*Esercizio*.
Rispondi alle domande sull'intervista:
(a) Quale casa editrice pubblica la raccolta «Dove i clown vanno quando sono tristi»?
(b) Con quale verso è iniziato tutto, secondo Sara Comuzzo?
(c) In quale città viveva Sara Comuzzo a quel tempo?

*Testo citato*.
================

IN OCCASIONE DELL'USCITA DELLA SUA ULTIMA RACCOLTA POETICA

Dove i clown vanno quando sono tristi, Brè Edizioni

 

a cura di Elisabetta Beneforti

Pioggia Obliqua : 

Cominciamo questo dialogo dal titolo suggestivo della tua ultima raccolta di poesie Dove I Clown Vanno Quando Sono Tristi… contiene un richiamo simbolico oppure nasce da un’occasione?

 

Sara Comuzzo : 

Entrambi. I clown, nell’immaginario letterario e cinematografico, al circo o per strada, mi hanno sempre affascinata. È iniziato tutto con un verso, uscito come una sorta di richiesta/imperativo: “Portami dove i clown vanno quando sono tristi”. Da qui è partita la ricerca di una coordinata geografica ideale che possa accogliere i superstiti, le persone tristi, quelle dimenticate dalla società o quelle che semplicemente hanno avuto una brutta giornata. Vivevo a Dublino a quel tempo, e la città è piena di senzatetto, che sono spesso tossici, per le strade. Lavoravo in una sorta di centro accoglienza per loro e la metafora del clown mi è parsa adatta alla parte di umanità con cui avevo a che fare, e al mondo in generale. Dov’è che i clown vanno quando sono tristi? E prima ancora: può un clown, che dovrebbe sempre far ridere (tralasciando ovviamente l’immaginario kingiano di It, in cui clown equivale a mostro) avere una giornata no? E se sì, dove si rifugia?

================

*Record estratti*.

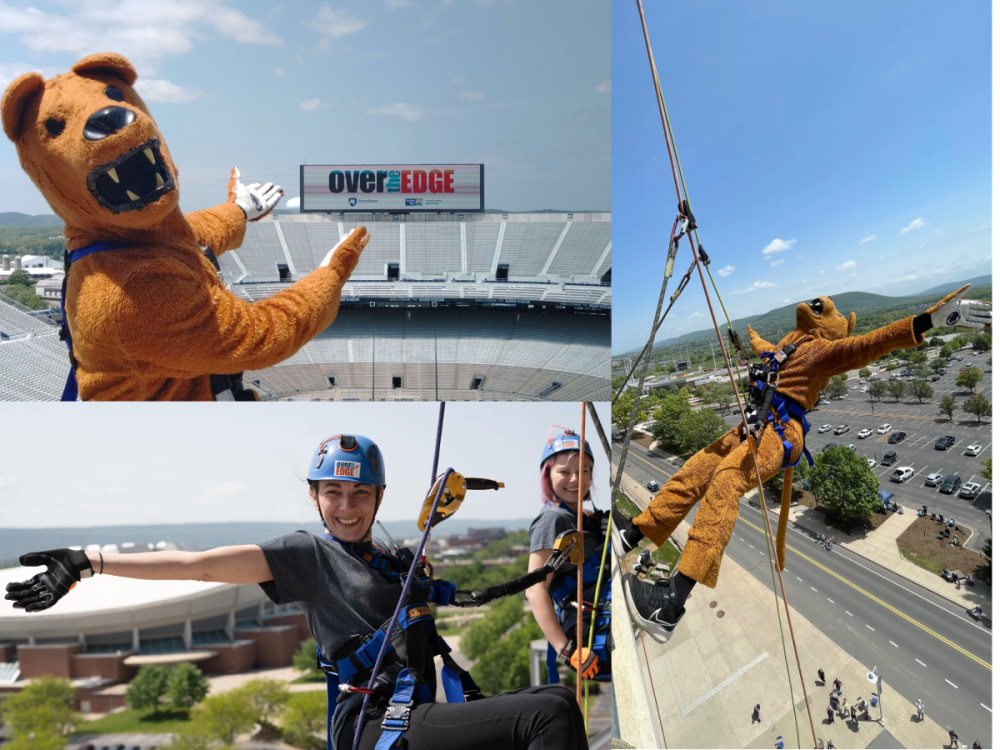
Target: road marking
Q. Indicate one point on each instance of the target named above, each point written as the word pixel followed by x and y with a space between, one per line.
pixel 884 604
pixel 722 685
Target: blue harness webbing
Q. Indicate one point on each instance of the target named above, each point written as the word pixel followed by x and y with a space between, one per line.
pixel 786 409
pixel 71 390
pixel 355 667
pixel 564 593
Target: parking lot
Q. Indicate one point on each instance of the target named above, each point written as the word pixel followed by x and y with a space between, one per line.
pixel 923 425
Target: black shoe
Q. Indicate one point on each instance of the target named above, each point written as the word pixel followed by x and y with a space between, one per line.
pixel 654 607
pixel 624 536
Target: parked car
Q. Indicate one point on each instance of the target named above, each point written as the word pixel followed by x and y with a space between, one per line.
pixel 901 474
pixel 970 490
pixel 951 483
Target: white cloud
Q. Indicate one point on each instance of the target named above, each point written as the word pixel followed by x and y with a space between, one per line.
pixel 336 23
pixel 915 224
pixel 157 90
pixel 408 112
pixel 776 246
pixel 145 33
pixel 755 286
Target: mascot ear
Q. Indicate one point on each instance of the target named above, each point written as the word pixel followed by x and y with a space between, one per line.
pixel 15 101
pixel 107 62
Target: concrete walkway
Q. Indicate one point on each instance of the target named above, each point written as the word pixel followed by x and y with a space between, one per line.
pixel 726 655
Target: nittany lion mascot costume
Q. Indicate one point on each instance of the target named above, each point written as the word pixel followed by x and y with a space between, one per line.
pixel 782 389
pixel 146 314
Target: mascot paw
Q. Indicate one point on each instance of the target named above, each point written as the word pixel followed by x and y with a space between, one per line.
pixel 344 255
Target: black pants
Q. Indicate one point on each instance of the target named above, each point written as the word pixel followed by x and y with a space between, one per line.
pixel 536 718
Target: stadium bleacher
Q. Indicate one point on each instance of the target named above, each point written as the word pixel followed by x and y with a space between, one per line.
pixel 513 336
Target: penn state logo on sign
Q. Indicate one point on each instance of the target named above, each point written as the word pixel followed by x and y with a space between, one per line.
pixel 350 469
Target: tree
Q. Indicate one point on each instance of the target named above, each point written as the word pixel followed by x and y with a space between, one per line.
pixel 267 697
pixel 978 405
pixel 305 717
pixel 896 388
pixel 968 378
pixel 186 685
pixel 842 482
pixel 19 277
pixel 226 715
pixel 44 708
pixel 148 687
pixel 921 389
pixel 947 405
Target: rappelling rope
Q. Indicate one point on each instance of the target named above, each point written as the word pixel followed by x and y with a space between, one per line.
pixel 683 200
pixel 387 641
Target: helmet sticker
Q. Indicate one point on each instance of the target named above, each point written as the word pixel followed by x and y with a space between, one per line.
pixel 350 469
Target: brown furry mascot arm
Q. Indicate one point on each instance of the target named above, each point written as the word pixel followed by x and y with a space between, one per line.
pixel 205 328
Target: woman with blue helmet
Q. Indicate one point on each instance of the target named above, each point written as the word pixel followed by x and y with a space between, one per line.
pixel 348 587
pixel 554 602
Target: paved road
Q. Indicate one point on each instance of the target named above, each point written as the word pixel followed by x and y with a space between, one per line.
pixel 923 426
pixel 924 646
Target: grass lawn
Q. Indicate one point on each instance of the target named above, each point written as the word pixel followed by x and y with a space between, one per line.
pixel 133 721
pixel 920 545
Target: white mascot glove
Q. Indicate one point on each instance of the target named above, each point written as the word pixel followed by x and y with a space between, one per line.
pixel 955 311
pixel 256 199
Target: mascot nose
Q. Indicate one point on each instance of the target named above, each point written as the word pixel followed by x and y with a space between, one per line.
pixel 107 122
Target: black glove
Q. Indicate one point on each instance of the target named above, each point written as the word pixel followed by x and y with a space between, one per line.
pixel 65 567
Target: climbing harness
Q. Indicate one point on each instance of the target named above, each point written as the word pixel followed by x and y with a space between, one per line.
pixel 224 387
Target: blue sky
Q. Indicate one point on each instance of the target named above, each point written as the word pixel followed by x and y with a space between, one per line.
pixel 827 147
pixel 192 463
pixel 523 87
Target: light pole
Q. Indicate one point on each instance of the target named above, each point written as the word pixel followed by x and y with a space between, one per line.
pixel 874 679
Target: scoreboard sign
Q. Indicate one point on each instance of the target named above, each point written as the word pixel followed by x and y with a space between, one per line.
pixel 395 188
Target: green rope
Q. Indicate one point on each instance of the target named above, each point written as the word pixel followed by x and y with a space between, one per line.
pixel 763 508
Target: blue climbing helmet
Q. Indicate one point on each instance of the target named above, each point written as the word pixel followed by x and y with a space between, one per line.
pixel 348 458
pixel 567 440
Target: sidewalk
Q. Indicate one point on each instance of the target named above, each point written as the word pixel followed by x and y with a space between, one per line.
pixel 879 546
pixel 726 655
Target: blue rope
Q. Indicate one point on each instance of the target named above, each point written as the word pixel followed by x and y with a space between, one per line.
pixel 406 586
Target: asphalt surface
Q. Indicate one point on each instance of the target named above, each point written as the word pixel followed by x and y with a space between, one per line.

================

*Soluzione*.
(a) Brè Edizioni.
(b) «Portami dove i clown vanno quando sono tristi».
(c) A Dublino.